La fondazione filosofica, antropologica ed etica della bioetica comporta anche la possibilità di giustificare gerarchicamente alcuni principi nell’orizzonte del personalismo ontologicamente fondato e del rispetto del bene-valore fondamentale che è l’uomo in quanto persona: il principio della tutela e della difesa della vita fisica (o sacralità della vita o inviolabilità della vita), il principio di libertà e di responsabilità, il principio della totalità o principio terapeutico (l’integrità personale), il principio di socialità e sussidiarietà che mira al raggiungimento del bene comune attraverso il bene delle singole persone (cf. E. Sgreccia, L. Palazzani, F. Bellino).

Dati raccolti:
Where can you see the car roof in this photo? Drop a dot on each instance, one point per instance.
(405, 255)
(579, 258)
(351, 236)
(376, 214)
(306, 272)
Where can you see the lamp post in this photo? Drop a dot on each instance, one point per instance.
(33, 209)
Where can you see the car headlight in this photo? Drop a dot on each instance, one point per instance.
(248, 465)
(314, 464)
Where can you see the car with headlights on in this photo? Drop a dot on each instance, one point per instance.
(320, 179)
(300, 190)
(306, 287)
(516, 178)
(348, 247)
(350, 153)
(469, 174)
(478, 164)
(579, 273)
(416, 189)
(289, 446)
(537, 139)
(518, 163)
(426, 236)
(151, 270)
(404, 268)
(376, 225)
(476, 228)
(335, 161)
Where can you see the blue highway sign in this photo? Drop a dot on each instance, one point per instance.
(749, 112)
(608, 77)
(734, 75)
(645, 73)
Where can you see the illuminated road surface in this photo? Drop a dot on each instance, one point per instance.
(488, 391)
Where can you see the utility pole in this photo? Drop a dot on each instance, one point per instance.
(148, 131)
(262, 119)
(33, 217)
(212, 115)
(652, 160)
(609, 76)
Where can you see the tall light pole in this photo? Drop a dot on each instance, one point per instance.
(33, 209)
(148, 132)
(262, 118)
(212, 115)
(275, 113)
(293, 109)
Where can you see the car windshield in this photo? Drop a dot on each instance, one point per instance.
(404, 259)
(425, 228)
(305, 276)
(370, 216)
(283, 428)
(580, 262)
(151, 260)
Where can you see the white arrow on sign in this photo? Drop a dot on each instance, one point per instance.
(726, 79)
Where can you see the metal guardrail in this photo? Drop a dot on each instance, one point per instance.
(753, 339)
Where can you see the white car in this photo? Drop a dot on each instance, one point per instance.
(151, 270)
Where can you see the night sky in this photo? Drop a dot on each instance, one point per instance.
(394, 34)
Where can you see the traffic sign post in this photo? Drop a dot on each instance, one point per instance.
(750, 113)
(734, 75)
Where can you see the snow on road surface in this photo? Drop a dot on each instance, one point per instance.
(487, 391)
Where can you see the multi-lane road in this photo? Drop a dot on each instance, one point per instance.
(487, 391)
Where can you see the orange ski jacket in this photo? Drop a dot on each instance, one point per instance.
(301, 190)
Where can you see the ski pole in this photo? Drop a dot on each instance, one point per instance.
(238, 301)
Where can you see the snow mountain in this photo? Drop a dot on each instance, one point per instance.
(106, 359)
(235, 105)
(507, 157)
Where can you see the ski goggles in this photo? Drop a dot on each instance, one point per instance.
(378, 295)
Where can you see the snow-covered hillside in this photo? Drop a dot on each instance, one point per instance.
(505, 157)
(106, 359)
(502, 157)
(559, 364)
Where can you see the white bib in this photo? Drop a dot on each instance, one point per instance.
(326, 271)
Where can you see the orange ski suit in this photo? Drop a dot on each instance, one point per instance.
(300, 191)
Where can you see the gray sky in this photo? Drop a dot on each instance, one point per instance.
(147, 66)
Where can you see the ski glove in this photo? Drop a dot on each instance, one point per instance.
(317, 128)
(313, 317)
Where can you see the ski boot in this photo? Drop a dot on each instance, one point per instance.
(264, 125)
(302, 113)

* **Esercizio A**
Trascriva dal brano sulla bioetica il tratto compreso tra "La fondazione filosofica, antropologica" e "Palazzani, F. Bellino).", estremi inclusi.
* **Esercizio B**
Traduca in inglese questa frase del brano sulla bioetica: «La fondazione filosofica, antropologica ed etica della bioetica comporta anche la possibilità di giustificare gerarchicamente alcuni principi nell’orizzonte del personalismo ontologicamente fondato e del rispetto del bene-valore fondamentale che è l’uomo in quanto persona: il principio della tutela e della difesa della vita fisica (o sacralità della vita o inviolabilità della vita), il principio di libertà e di responsabilità, il principio della totalità o principio terapeutico (l’integrità personale), il principio di socialità e sussidiarietà che mira al raggiungimento del bene comune attraverso il bene delle singole persone (cf. E. Sgreccia, L. Palazzani, F. Bellino).»
Le righe non occorrono per questo lavoro.

* **Soluzione A**
La fondazione filosofica, antropologica ed etica della bioetica comporta anche la possibilità di giustificare gerarchicamente alcuni principi nell’orizzonte del personalismo ontologicamente fondato e del rispetto del bene-valore fondamentale che è l’uomo in quanto persona: il principio della tutela e della difesa della vita fisica (o sacralità della vita o inviolabilità della vita), il principio di libertà e di responsabilità, il principio della totalità o principio terapeutico (l’integrità personale), il principio di socialità e sussidiarietà che mira al raggiungimento del bene comune attraverso il bene delle singole persone (cf. E. Sgreccia, L. Palazzani, F. Bellino).

* **Soluzione B**
The philosophical, anthropological and ethical foundation of bioethics also entails the possibility of hierarchically justifying certain principles within the horizon of ontologically grounded personalism and of respect for the fundamental good-value that is man as a person: the principle of the protection and defense of physical life (or sanctity of life or inviolability of life), the principle of freedom and responsibility, the principle of totality or therapeutic principle (personal integrity), the principle of sociality and subsidiarity, which aims at attaining the common good through the good of individual persons (cf. E. Sgreccia, L. Palazzani, F. Bellino).